Segmentation labeling items —
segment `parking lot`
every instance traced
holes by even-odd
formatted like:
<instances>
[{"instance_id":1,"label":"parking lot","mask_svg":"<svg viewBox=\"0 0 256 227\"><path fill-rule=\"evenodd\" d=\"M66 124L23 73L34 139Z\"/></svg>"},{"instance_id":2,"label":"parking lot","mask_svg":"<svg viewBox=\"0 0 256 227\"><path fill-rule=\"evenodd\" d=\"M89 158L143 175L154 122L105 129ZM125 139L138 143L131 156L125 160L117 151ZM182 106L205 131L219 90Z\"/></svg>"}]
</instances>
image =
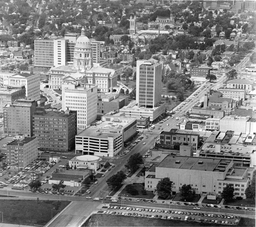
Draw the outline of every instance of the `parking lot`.
<instances>
[{"instance_id":1,"label":"parking lot","mask_svg":"<svg viewBox=\"0 0 256 227\"><path fill-rule=\"evenodd\" d=\"M142 207L120 207L110 204L102 208L103 211L99 213L106 215L133 216L141 218L161 218L170 220L180 220L187 221L204 222L235 225L237 225L240 218L237 216L225 214L216 214L211 213L202 213L200 211L188 212L181 210L157 209Z\"/></svg>"}]
</instances>

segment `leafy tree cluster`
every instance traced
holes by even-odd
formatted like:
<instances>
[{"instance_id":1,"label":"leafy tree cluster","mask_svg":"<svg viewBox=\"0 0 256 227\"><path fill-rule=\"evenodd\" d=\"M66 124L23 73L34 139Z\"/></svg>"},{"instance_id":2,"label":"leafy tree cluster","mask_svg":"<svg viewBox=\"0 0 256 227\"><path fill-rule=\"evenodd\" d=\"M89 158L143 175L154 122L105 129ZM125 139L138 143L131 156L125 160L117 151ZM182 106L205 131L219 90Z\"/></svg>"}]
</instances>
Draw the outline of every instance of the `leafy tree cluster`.
<instances>
[{"instance_id":1,"label":"leafy tree cluster","mask_svg":"<svg viewBox=\"0 0 256 227\"><path fill-rule=\"evenodd\" d=\"M109 186L115 189L121 184L126 178L126 175L123 171L120 171L111 176L107 180L106 182Z\"/></svg>"},{"instance_id":2,"label":"leafy tree cluster","mask_svg":"<svg viewBox=\"0 0 256 227\"><path fill-rule=\"evenodd\" d=\"M138 169L140 165L143 164L142 156L140 153L136 153L130 157L124 166L128 169L131 169L132 172L134 172Z\"/></svg>"},{"instance_id":3,"label":"leafy tree cluster","mask_svg":"<svg viewBox=\"0 0 256 227\"><path fill-rule=\"evenodd\" d=\"M172 195L172 181L169 177L165 177L160 180L156 185L156 191L159 198L166 199Z\"/></svg>"},{"instance_id":4,"label":"leafy tree cluster","mask_svg":"<svg viewBox=\"0 0 256 227\"><path fill-rule=\"evenodd\" d=\"M129 184L125 187L125 190L132 195L137 195L139 194L139 192L132 184Z\"/></svg>"}]
</instances>

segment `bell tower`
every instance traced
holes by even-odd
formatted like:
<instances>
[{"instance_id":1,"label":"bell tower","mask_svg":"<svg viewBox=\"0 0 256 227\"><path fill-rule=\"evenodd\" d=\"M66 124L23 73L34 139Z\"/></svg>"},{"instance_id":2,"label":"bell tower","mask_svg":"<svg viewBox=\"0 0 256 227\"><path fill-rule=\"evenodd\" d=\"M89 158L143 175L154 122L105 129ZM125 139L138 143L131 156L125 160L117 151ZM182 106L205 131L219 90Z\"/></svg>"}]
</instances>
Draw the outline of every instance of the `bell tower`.
<instances>
[{"instance_id":1,"label":"bell tower","mask_svg":"<svg viewBox=\"0 0 256 227\"><path fill-rule=\"evenodd\" d=\"M130 33L132 35L136 33L136 16L135 15L133 18L132 16L130 17Z\"/></svg>"}]
</instances>

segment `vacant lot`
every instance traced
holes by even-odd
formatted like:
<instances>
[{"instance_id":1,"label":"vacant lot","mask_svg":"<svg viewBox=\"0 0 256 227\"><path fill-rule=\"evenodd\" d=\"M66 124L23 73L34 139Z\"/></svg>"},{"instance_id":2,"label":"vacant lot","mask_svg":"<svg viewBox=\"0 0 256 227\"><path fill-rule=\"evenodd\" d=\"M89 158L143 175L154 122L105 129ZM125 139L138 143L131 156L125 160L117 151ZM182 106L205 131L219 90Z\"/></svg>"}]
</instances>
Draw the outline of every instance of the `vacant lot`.
<instances>
[{"instance_id":1,"label":"vacant lot","mask_svg":"<svg viewBox=\"0 0 256 227\"><path fill-rule=\"evenodd\" d=\"M177 220L165 220L162 219L152 219L140 217L120 216L97 214L93 215L86 226L220 226L220 224L185 222ZM227 225L221 225L223 226ZM230 226L229 225L228 226ZM242 218L238 226L255 226L255 220Z\"/></svg>"},{"instance_id":2,"label":"vacant lot","mask_svg":"<svg viewBox=\"0 0 256 227\"><path fill-rule=\"evenodd\" d=\"M1 200L5 223L28 225L44 225L70 202L36 200Z\"/></svg>"},{"instance_id":3,"label":"vacant lot","mask_svg":"<svg viewBox=\"0 0 256 227\"><path fill-rule=\"evenodd\" d=\"M247 206L249 207L255 207L255 200L253 201L249 199L244 199L241 200L237 200L235 199L232 202L226 202L225 201L224 202L224 205L235 206L245 207Z\"/></svg>"},{"instance_id":4,"label":"vacant lot","mask_svg":"<svg viewBox=\"0 0 256 227\"><path fill-rule=\"evenodd\" d=\"M128 197L134 198L140 198L141 199L153 199L155 195L153 194L153 193L148 191L147 191L146 195L143 195L141 193L141 189L144 188L144 187L141 184L135 183L132 185L139 192L139 194L137 195L132 195L130 193L128 193L126 190L126 188L125 187L124 189L121 192L118 196L121 196L121 195L124 194L127 195Z\"/></svg>"},{"instance_id":5,"label":"vacant lot","mask_svg":"<svg viewBox=\"0 0 256 227\"><path fill-rule=\"evenodd\" d=\"M186 200L186 202L191 202L196 203L198 202L198 201L200 199L200 195L196 194L195 197L190 200ZM180 193L177 193L177 194L176 194L176 195L174 199L173 199L173 201L180 201L182 202L185 201L184 200L182 199L182 198L180 196Z\"/></svg>"}]
</instances>

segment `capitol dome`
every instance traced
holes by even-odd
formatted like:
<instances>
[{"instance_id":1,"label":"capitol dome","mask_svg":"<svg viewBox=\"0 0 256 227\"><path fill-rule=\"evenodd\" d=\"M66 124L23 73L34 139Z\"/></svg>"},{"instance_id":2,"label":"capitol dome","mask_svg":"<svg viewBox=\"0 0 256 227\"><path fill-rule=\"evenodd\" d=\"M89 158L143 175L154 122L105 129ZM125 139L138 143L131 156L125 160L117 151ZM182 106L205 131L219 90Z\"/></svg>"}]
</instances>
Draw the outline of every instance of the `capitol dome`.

Given task — Write out the entries above verbatim; the pictures do not belong in your copy.

Output for this task —
segment `parking lot`
every instance traced
holes by even-odd
formatted like:
<instances>
[{"instance_id":1,"label":"parking lot","mask_svg":"<svg viewBox=\"0 0 256 227\"><path fill-rule=\"evenodd\" d=\"M66 124L23 73L34 139Z\"/></svg>"},{"instance_id":2,"label":"parking lot","mask_svg":"<svg viewBox=\"0 0 256 227\"><path fill-rule=\"evenodd\" d=\"M89 158L143 175L154 122L105 129ZM125 139L138 143L131 156L125 160L117 151ZM182 106L205 131L219 90Z\"/></svg>"}]
</instances>
image =
Draw the outline of every instance of the `parking lot`.
<instances>
[{"instance_id":1,"label":"parking lot","mask_svg":"<svg viewBox=\"0 0 256 227\"><path fill-rule=\"evenodd\" d=\"M142 207L120 207L110 204L102 208L103 211L99 213L106 215L133 216L141 218L161 218L170 220L180 220L187 221L204 222L235 225L237 225L240 218L237 216L225 214L216 214L211 213L202 213L200 211L188 212L181 210L157 209Z\"/></svg>"}]
</instances>

segment `leafy tree cluster`
every instance traced
holes by even-odd
formatted like:
<instances>
[{"instance_id":1,"label":"leafy tree cluster","mask_svg":"<svg viewBox=\"0 0 256 227\"><path fill-rule=\"evenodd\" d=\"M66 124L23 73L34 139Z\"/></svg>"},{"instance_id":2,"label":"leafy tree cluster","mask_svg":"<svg viewBox=\"0 0 256 227\"><path fill-rule=\"evenodd\" d=\"M89 158L143 175L154 122L105 129ZM125 139L138 143L131 156L125 160L117 151ZM182 106L205 131L219 90Z\"/></svg>"}]
</instances>
Draw the outline of every instance of the `leafy tree cluster`.
<instances>
[{"instance_id":1,"label":"leafy tree cluster","mask_svg":"<svg viewBox=\"0 0 256 227\"><path fill-rule=\"evenodd\" d=\"M109 186L115 189L121 184L126 178L126 175L123 171L120 171L111 176L107 180L106 182Z\"/></svg>"},{"instance_id":2,"label":"leafy tree cluster","mask_svg":"<svg viewBox=\"0 0 256 227\"><path fill-rule=\"evenodd\" d=\"M138 169L140 165L143 164L142 156L140 153L136 153L130 157L124 166L128 169L131 169L132 172L134 172Z\"/></svg>"},{"instance_id":3,"label":"leafy tree cluster","mask_svg":"<svg viewBox=\"0 0 256 227\"><path fill-rule=\"evenodd\" d=\"M172 195L172 181L169 177L165 177L160 180L156 185L156 191L159 198L166 199Z\"/></svg>"},{"instance_id":4,"label":"leafy tree cluster","mask_svg":"<svg viewBox=\"0 0 256 227\"><path fill-rule=\"evenodd\" d=\"M129 184L125 187L125 190L132 195L137 195L139 194L139 192L132 184Z\"/></svg>"}]
</instances>

segment `bell tower`
every instance traced
holes by even-odd
formatted like:
<instances>
[{"instance_id":1,"label":"bell tower","mask_svg":"<svg viewBox=\"0 0 256 227\"><path fill-rule=\"evenodd\" d=\"M66 124L23 73L34 139Z\"/></svg>"},{"instance_id":2,"label":"bell tower","mask_svg":"<svg viewBox=\"0 0 256 227\"><path fill-rule=\"evenodd\" d=\"M89 158L143 175L154 122L105 129ZM125 139L138 143L131 156L125 160L117 151ZM182 106L205 131L219 90Z\"/></svg>"}]
</instances>
Draw the outline of every instance of the `bell tower`.
<instances>
[{"instance_id":1,"label":"bell tower","mask_svg":"<svg viewBox=\"0 0 256 227\"><path fill-rule=\"evenodd\" d=\"M130 33L132 35L136 33L136 16L135 15L133 18L132 16L130 17Z\"/></svg>"}]
</instances>

segment `vacant lot`
every instance traced
holes by even-odd
formatted like:
<instances>
[{"instance_id":1,"label":"vacant lot","mask_svg":"<svg viewBox=\"0 0 256 227\"><path fill-rule=\"evenodd\" d=\"M66 124L23 73L34 139Z\"/></svg>"},{"instance_id":2,"label":"vacant lot","mask_svg":"<svg viewBox=\"0 0 256 227\"><path fill-rule=\"evenodd\" d=\"M89 158L143 175L154 122L105 129ZM125 139L138 143L131 156L125 160L117 151ZM182 106L205 131L219 90Z\"/></svg>"}]
</instances>
Draw the outline of every instance of the `vacant lot`.
<instances>
[{"instance_id":1,"label":"vacant lot","mask_svg":"<svg viewBox=\"0 0 256 227\"><path fill-rule=\"evenodd\" d=\"M177 220L165 220L162 219L152 219L140 217L120 216L97 214L93 215L86 226L220 226L220 224L185 222ZM227 225L221 225L223 226ZM230 226L229 225L228 226ZM242 218L238 226L255 226L255 220Z\"/></svg>"},{"instance_id":2,"label":"vacant lot","mask_svg":"<svg viewBox=\"0 0 256 227\"><path fill-rule=\"evenodd\" d=\"M1 200L5 223L28 225L44 225L70 202L36 200Z\"/></svg>"},{"instance_id":3,"label":"vacant lot","mask_svg":"<svg viewBox=\"0 0 256 227\"><path fill-rule=\"evenodd\" d=\"M247 206L249 207L255 207L255 200L253 201L249 199L244 199L241 200L237 200L235 199L232 202L226 202L225 201L224 202L224 205L235 206L245 207Z\"/></svg>"},{"instance_id":4,"label":"vacant lot","mask_svg":"<svg viewBox=\"0 0 256 227\"><path fill-rule=\"evenodd\" d=\"M128 197L134 198L140 198L141 199L153 199L155 195L153 194L153 193L148 191L147 191L146 195L143 195L141 193L141 189L144 188L144 187L141 184L135 183L132 185L139 192L139 194L137 195L132 195L130 193L128 193L126 190L126 188L125 187L124 189L121 192L118 196L121 196L121 195L124 194L127 195Z\"/></svg>"},{"instance_id":5,"label":"vacant lot","mask_svg":"<svg viewBox=\"0 0 256 227\"><path fill-rule=\"evenodd\" d=\"M186 200L186 202L191 202L196 203L198 202L198 201L200 199L200 195L196 194L195 197L190 200ZM180 193L177 193L177 194L176 194L176 195L174 199L173 199L173 201L180 201L182 202L185 201L184 200L182 199L182 198L180 196Z\"/></svg>"}]
</instances>

segment `capitol dome`
every instance traced
holes by even-odd
formatted like:
<instances>
[{"instance_id":1,"label":"capitol dome","mask_svg":"<svg viewBox=\"0 0 256 227\"><path fill-rule=\"evenodd\" d=\"M66 124L23 73L34 139Z\"/></svg>"},{"instance_id":2,"label":"capitol dome","mask_svg":"<svg viewBox=\"0 0 256 227\"><path fill-rule=\"evenodd\" d=\"M89 158L143 175L154 122L105 129ZM125 139L138 143L131 156L125 160L117 151ZM182 106L205 131L219 90Z\"/></svg>"}]
</instances>
Draw the outline of every instance of the `capitol dome`.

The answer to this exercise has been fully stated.